## Supplied material
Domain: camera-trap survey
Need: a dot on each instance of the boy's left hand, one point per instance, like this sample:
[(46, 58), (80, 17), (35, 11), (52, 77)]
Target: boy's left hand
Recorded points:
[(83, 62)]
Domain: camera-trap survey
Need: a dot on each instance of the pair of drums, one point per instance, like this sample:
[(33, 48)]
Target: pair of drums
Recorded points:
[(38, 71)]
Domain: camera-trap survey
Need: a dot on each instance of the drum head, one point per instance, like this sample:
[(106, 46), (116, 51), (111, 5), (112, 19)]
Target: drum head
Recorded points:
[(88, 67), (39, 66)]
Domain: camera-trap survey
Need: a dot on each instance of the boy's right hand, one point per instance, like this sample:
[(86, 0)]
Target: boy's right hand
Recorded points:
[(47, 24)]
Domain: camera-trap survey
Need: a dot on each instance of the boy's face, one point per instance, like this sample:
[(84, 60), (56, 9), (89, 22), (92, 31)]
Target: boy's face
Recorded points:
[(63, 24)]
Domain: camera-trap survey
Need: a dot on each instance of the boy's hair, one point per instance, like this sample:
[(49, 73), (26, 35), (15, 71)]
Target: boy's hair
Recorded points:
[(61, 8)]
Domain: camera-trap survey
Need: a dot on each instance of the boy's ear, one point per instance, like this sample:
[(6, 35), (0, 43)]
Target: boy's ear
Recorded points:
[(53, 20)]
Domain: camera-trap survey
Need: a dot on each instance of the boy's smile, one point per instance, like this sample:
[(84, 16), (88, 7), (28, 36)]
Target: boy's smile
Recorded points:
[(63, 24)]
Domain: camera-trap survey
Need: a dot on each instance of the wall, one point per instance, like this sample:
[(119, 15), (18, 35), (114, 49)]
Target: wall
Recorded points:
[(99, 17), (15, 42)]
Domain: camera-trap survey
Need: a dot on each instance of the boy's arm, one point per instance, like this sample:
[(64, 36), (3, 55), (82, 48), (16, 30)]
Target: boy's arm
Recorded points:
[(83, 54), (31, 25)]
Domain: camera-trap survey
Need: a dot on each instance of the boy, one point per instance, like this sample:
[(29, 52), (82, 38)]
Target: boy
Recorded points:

## Exercise goal
Where does the string "drums" appear in the records above? Show every line that holds it.

## Solution to this exercise
Need: a dot on each instance of the pair of drums, one point per instance, like this sample:
Target: pair of drums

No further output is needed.